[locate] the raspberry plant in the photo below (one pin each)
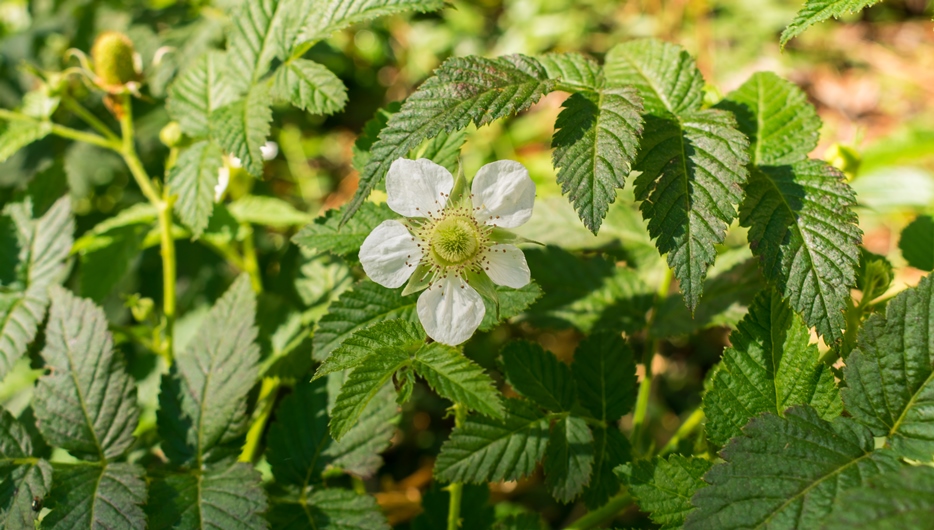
(262, 390)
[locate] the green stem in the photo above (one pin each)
(456, 489)
(603, 514)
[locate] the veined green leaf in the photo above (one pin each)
(87, 403)
(199, 90)
(890, 376)
(228, 496)
(202, 413)
(309, 86)
(799, 464)
(96, 496)
(539, 376)
(242, 126)
(769, 368)
(485, 449)
(595, 146)
(463, 90)
(663, 488)
(194, 179)
(455, 377)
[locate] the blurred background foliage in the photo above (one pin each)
(870, 76)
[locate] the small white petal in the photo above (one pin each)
(450, 310)
(504, 194)
(416, 187)
(389, 254)
(506, 265)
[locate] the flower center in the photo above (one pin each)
(455, 240)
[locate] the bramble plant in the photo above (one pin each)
(189, 348)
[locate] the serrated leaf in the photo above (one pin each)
(663, 488)
(267, 211)
(463, 90)
(331, 509)
(802, 228)
(363, 384)
(309, 86)
(326, 234)
(769, 368)
(892, 501)
(202, 414)
(87, 403)
(44, 247)
(194, 179)
(799, 465)
(595, 144)
(241, 127)
(485, 449)
(455, 377)
(365, 305)
(890, 376)
(782, 126)
(917, 243)
(227, 496)
(96, 496)
(569, 458)
(199, 90)
(605, 371)
(815, 11)
(539, 376)
(399, 336)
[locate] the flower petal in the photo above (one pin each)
(417, 188)
(506, 265)
(450, 310)
(503, 193)
(389, 254)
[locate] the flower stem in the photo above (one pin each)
(456, 489)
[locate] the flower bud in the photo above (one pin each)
(113, 58)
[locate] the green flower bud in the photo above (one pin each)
(113, 57)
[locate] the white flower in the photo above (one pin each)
(451, 242)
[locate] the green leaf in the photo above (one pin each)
(226, 496)
(892, 501)
(332, 509)
(463, 90)
(363, 384)
(194, 179)
(19, 134)
(199, 90)
(769, 368)
(485, 449)
(917, 243)
(595, 145)
(663, 488)
(803, 230)
(782, 125)
(539, 376)
(309, 86)
(44, 247)
(241, 127)
(890, 376)
(605, 372)
(267, 211)
(87, 403)
(24, 477)
(815, 11)
(202, 414)
(799, 464)
(96, 496)
(455, 377)
(569, 458)
(365, 305)
(399, 336)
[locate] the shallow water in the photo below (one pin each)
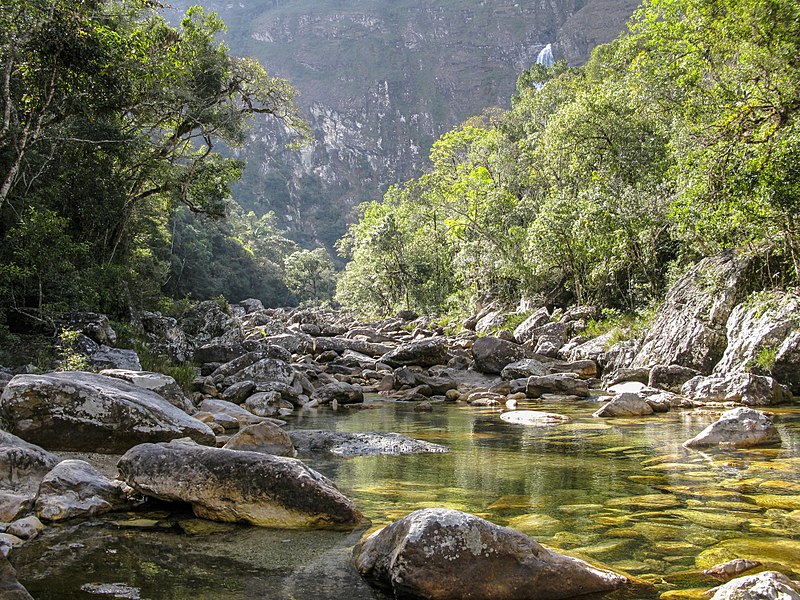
(621, 492)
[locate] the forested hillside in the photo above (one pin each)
(379, 81)
(110, 125)
(602, 182)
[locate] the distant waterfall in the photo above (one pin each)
(545, 56)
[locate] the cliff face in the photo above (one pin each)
(380, 80)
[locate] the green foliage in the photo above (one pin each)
(68, 356)
(309, 274)
(764, 359)
(110, 119)
(675, 141)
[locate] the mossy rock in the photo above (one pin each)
(783, 552)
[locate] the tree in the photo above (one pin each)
(310, 274)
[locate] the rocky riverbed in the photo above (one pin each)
(223, 453)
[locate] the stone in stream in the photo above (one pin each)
(85, 411)
(740, 388)
(625, 405)
(741, 427)
(442, 554)
(768, 585)
(359, 444)
(262, 437)
(74, 488)
(10, 588)
(232, 485)
(560, 383)
(425, 353)
(492, 354)
(163, 385)
(534, 417)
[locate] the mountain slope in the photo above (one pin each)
(380, 80)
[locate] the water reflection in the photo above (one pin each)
(619, 491)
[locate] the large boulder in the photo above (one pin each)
(339, 391)
(89, 412)
(233, 485)
(74, 488)
(527, 367)
(163, 385)
(767, 585)
(425, 353)
(559, 383)
(524, 331)
(441, 554)
(263, 437)
(23, 465)
(492, 354)
(625, 405)
(764, 336)
(740, 388)
(740, 427)
(690, 327)
(365, 443)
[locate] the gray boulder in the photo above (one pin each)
(309, 441)
(341, 392)
(115, 358)
(559, 383)
(767, 585)
(232, 485)
(625, 405)
(527, 367)
(441, 554)
(163, 385)
(229, 409)
(740, 388)
(89, 412)
(263, 437)
(524, 331)
(492, 354)
(764, 336)
(670, 377)
(75, 489)
(689, 329)
(740, 427)
(425, 353)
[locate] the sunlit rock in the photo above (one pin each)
(231, 485)
(739, 428)
(441, 554)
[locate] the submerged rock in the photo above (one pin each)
(231, 485)
(534, 418)
(740, 428)
(442, 554)
(769, 585)
(359, 444)
(84, 411)
(625, 405)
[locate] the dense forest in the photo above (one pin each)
(115, 165)
(603, 182)
(600, 184)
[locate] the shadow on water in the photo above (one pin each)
(620, 492)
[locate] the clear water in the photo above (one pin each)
(620, 492)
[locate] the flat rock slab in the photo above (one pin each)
(359, 444)
(89, 412)
(442, 554)
(534, 418)
(232, 485)
(738, 428)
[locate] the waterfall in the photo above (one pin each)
(545, 56)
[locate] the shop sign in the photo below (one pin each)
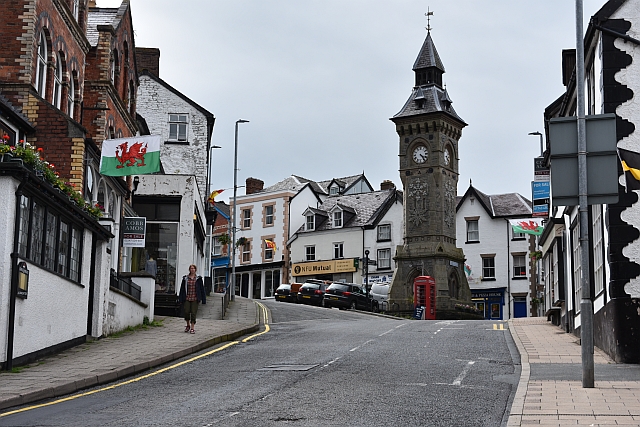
(133, 232)
(487, 294)
(323, 267)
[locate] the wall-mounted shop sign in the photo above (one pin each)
(133, 232)
(23, 280)
(324, 267)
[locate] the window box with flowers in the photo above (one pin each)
(31, 157)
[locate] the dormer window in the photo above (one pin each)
(337, 219)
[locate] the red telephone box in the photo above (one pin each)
(424, 292)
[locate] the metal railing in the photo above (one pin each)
(125, 285)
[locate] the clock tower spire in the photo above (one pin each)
(429, 129)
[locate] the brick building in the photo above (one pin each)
(67, 70)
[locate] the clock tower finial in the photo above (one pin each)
(429, 14)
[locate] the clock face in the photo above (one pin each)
(447, 157)
(420, 154)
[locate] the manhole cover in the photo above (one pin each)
(288, 367)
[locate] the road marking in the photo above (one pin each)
(149, 375)
(463, 374)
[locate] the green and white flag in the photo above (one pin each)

==========

**What needs to be done**.
Could you set down the material above word for word while dropping its pictures?

**Task solution**.
[locate] the raspberry plant in the photo below (one pin each)
(262, 390)
[locate] the green stem in the photo above (one pin each)
(456, 489)
(603, 514)
[locate] the veined green leaf in the photo above (one pin each)
(87, 403)
(199, 90)
(890, 376)
(228, 496)
(202, 413)
(309, 86)
(799, 464)
(96, 496)
(539, 376)
(242, 126)
(769, 368)
(485, 449)
(595, 146)
(463, 90)
(663, 488)
(194, 179)
(455, 377)
[locate] the blurred background foliage in the photo above (one pin each)
(870, 76)
[locate] the small white petal in the photo above (one pin each)
(450, 310)
(504, 194)
(416, 187)
(389, 254)
(506, 265)
[locate] the flower center in the photo above (one pin each)
(455, 240)
[locate] the bramble plant in the photo above (one pin each)
(189, 348)
[locate] the serrated leaf in the photo above (one pin each)
(663, 488)
(267, 211)
(463, 90)
(331, 509)
(802, 228)
(363, 384)
(309, 86)
(326, 234)
(769, 368)
(892, 501)
(202, 414)
(87, 403)
(44, 247)
(194, 179)
(799, 465)
(595, 144)
(241, 127)
(485, 449)
(455, 377)
(365, 305)
(890, 376)
(782, 126)
(917, 243)
(227, 496)
(96, 496)
(569, 458)
(199, 90)
(605, 371)
(815, 11)
(539, 376)
(399, 336)
[locate] the flower petal in the photo above (one pin each)
(417, 188)
(506, 265)
(450, 310)
(503, 193)
(389, 254)
[locate] the flower stem in the photo above (one pin each)
(456, 489)
[locate] the flower bud in the photo above (one pin each)
(113, 58)
[locate] the green flower bud in the photo above (one pin each)
(113, 57)
[locate] the white flower in the photo above (one pin each)
(451, 242)
[locate] the green leaf in the photo above (one pin each)
(226, 496)
(892, 501)
(332, 509)
(463, 90)
(363, 384)
(194, 179)
(19, 134)
(199, 90)
(769, 368)
(485, 449)
(917, 243)
(595, 145)
(663, 488)
(803, 230)
(782, 125)
(539, 376)
(309, 86)
(44, 247)
(241, 127)
(890, 376)
(605, 372)
(267, 211)
(87, 403)
(24, 477)
(815, 11)
(202, 414)
(799, 464)
(96, 496)
(455, 377)
(569, 458)
(365, 305)
(399, 336)
[locate] the shallow water in the photo below (one pin each)
(621, 492)
[locate] the forested hillside in the photo above (one pin each)
(379, 81)
(110, 125)
(602, 182)
[locate] the distant waterfall in the photo above (one pin each)
(545, 56)
[locate] the cliff face in the photo above (one pin each)
(380, 80)
[locate] the green foliage in the photo above (one pin each)
(68, 356)
(309, 274)
(764, 359)
(110, 119)
(675, 141)
[locate] the mossy rock in the photo above (one pin each)
(783, 552)
[locate] the tree in the photo above (one pin each)
(310, 274)
[locate] the rocky riverbed in the photo above (one pin each)
(223, 453)
[locate] the stone in stream in the photo above (one pin each)
(85, 411)
(740, 388)
(625, 405)
(741, 427)
(442, 554)
(768, 585)
(359, 444)
(262, 437)
(74, 488)
(10, 588)
(232, 485)
(560, 383)
(425, 353)
(492, 354)
(163, 385)
(534, 417)
[locate] the mountain slope in the photo above (one pin each)
(380, 80)
[locate] the water reflection in the photo above (one pin each)
(619, 491)
[locate] the large boulder in the photo above (one pin each)
(339, 391)
(89, 412)
(233, 485)
(74, 488)
(527, 367)
(163, 385)
(767, 585)
(425, 353)
(559, 383)
(524, 331)
(441, 554)
(263, 437)
(23, 465)
(492, 354)
(625, 405)
(764, 336)
(740, 388)
(740, 427)
(690, 327)
(365, 443)
[locate] the gray boulder in the photo above (one pin each)
(309, 441)
(341, 392)
(115, 358)
(559, 383)
(767, 585)
(232, 485)
(625, 405)
(527, 367)
(441, 554)
(163, 385)
(229, 409)
(740, 388)
(89, 412)
(263, 437)
(524, 331)
(492, 354)
(764, 336)
(670, 377)
(75, 489)
(689, 329)
(740, 427)
(425, 353)
[locate] the sunlit rock in the photo above (one pin each)
(231, 485)
(739, 428)
(441, 554)
[locate] the submerged rock in the photo above (one pin each)
(231, 485)
(534, 418)
(740, 428)
(442, 554)
(769, 585)
(359, 444)
(84, 411)
(625, 405)
[locate] the dense forest in the photo above (one pin each)
(115, 165)
(603, 182)
(600, 184)
[locate] the shadow on water in the photo above (one pin each)
(620, 492)
[locate] the clear water in the photo above (one pin each)
(620, 492)
[locate] the flat rock slab in the photo above (one pin each)
(359, 444)
(89, 412)
(442, 554)
(534, 418)
(232, 485)
(738, 428)
[locate] the waterfall in the photo above (one pin each)
(545, 56)
[locate] the shop sign in the photo below (one pin each)
(133, 232)
(487, 294)
(323, 267)
[locate] the wall-mounted shop sign in the photo above (one pin each)
(133, 232)
(23, 280)
(324, 267)
[locate] the window box with flowers in the photo above (one pin each)
(31, 157)
[locate] the dormer window in the photo above (one pin each)
(337, 219)
[locate] the red telephone box in the photo above (one pin each)
(424, 292)
[locate] the metal railing in the photo above (one pin each)
(125, 285)
[locate] the clock tower spire in the photo above (one pin each)
(429, 129)
[locate] the brick building in the photo above (one pin each)
(67, 70)
[locate] the clock tower finial in the photo above (one pin each)
(429, 14)
[locate] the clock face in the photo above (one pin each)
(447, 157)
(420, 154)
[locate] the manhole cover in the photo above (one pin each)
(288, 367)
[locate] the road marking in the photo above (one pin each)
(149, 375)
(463, 374)
[locate] the green and white flag in the photo above (one pin each)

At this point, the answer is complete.